The full listing should be set down again without a single alteration.
(Beginning of Dataset excerpts)
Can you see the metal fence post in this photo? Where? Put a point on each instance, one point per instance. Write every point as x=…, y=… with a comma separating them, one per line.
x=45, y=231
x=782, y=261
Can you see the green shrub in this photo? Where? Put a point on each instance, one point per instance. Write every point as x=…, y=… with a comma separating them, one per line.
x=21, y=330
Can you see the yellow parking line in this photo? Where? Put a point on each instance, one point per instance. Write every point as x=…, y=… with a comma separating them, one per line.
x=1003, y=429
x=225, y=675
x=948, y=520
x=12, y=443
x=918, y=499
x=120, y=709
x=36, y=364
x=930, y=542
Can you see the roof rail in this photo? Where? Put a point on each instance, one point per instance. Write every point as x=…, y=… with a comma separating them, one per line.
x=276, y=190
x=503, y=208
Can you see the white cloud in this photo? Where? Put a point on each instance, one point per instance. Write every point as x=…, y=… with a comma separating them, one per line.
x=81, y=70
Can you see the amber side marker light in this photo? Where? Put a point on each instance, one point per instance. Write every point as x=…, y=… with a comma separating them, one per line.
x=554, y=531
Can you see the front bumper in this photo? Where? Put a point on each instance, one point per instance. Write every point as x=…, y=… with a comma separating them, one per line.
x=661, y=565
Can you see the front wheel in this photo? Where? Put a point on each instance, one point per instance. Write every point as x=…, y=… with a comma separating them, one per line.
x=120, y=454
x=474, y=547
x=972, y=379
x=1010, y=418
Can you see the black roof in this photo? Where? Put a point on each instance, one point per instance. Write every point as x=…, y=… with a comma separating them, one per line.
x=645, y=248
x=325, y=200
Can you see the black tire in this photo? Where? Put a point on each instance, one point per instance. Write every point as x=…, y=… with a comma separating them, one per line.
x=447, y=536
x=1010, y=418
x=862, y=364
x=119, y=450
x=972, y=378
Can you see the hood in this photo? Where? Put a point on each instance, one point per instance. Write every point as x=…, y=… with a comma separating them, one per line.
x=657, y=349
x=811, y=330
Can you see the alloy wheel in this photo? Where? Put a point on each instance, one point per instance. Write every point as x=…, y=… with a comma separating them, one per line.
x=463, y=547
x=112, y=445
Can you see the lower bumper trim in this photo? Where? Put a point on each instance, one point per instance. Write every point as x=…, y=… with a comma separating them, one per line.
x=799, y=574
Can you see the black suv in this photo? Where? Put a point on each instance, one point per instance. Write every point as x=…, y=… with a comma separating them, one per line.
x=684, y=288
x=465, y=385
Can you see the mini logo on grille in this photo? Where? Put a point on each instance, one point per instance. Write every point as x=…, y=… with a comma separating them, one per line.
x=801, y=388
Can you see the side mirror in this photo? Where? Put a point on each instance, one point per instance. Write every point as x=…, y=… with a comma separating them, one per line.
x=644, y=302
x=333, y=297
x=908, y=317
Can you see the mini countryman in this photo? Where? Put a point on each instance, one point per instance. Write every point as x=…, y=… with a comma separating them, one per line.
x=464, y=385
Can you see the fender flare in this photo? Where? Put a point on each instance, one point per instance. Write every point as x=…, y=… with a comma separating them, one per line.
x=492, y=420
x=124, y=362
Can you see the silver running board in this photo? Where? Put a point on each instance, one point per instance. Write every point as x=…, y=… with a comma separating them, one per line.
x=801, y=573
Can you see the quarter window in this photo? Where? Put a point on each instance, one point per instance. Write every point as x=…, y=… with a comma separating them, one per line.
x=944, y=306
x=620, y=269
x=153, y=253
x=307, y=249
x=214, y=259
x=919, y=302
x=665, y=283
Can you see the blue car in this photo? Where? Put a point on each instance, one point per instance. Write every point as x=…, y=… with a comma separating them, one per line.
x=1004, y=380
(End of Dataset excerpts)
Response box:
Can you see the metal fence post in this photo? Where? Put a point on each instance, one point per instance. Write every point as x=…, y=… with a comma separating them, one per line.
x=45, y=231
x=782, y=261
Can you see the green shrub in this photo? Where? Put a point on each instance, one point per instance. Write every point as x=…, y=… with a comma separating them, one per line.
x=21, y=330
Can you see the yellow parking line in this photo? Where? Put a point on each instance, one point per instance. Write every point as x=…, y=… with a comma separating them, one per line.
x=1003, y=429
x=225, y=675
x=948, y=520
x=12, y=443
x=918, y=499
x=120, y=709
x=36, y=364
x=930, y=542
Can you see the roof rail in this photo? Where? Put a point on each instance, one point per instance. Write every point as x=…, y=… with a comma separating them, one per line.
x=276, y=190
x=503, y=208
Can you see the white cloud in this photo? Where? Put a point on each instance, one point per instance. Write every point as x=…, y=… with a comma separating them, one per line.
x=81, y=70
Can you see the amber side marker light in this photo? Where? Put a point on each instance, one point per instance. Write every point as x=…, y=… with a comma separating them, one per line.
x=554, y=531
Can you see the front bumper in this photo? Where? Put a point on each instance, one point per instance. Write every point as x=…, y=… with a comma separating them, one per line.
x=661, y=565
Can you see the front wheel in this photo? Where? Put a point on each instance, one point per instance. Write every point as x=…, y=… with a comma separating them, one per line.
x=120, y=454
x=474, y=547
x=972, y=379
x=1010, y=418
Can you see the black roof in this photo? Where? Put a point on each instance, one point per instance. Write every point as x=…, y=… with a comma separating them, one per line.
x=645, y=248
x=325, y=200
Can you see the black tire in this photo? Where? Put a point on each instance, one point per instance. Write every point as x=…, y=… with a comma separating them, one per line.
x=447, y=536
x=1010, y=418
x=862, y=364
x=119, y=450
x=972, y=378
Can you see the hood in this photo? Where? Put a point on each instance, one point per instance. Write every point as x=…, y=… with a comma separating them, one per line.
x=657, y=349
x=811, y=330
Can you see the alloy wheel in this photo? Where? Put a point on each instance, one point per instance. Write every point as x=…, y=… with a comma separating them, one per line.
x=463, y=547
x=112, y=445
Can you see the lower bumper trim in this photo? Where? Put a point on each instance, one point per instance. Write every point as x=…, y=… with a comma separating them, one per line.
x=799, y=574
Can you see the black suv in this photo? Where? Put a point on each instance, one point per instance. Write every point as x=…, y=… with a comma separating them, one per line.
x=684, y=288
x=465, y=385
Can you see the mini logo on grille in this photo? Where? Put a point on each instance, one point per instance. Write every point as x=…, y=… with a comma separating them, one per line.
x=801, y=388
Can you see the side mirror in this photo? Where? Put a point on each instance, one point per instance. Write every point as x=…, y=… with a comma separating them, one per line.
x=644, y=302
x=333, y=297
x=908, y=317
Can you see the mini countryman in this photo? Where? Put a point on each instance, one point per instance. Write every point as x=…, y=… with a comma separating them, one per line.
x=464, y=385
Can you see the fender flare in this photo? Where? Put a point on each instance, one point per instance. Write every point as x=…, y=… with a comma separating them, one per line.
x=492, y=420
x=124, y=362
Can you see the silver running board in this photo? Where? Put a point on each instance, one point per instance. Write every point as x=…, y=… with a comma separating them, one per line.
x=801, y=573
Can you see the quarter window in this photo? Where? Put a point on each instance, one point per instance. Write every point as x=…, y=… with a comma separating them, one per line.
x=944, y=306
x=620, y=269
x=153, y=253
x=307, y=249
x=214, y=259
x=919, y=302
x=665, y=283
Can you see the blue car in this photo? Where? Put a point on each instance, one point per instance. Write every point as x=…, y=… with a comma separating them, one per line.
x=1004, y=380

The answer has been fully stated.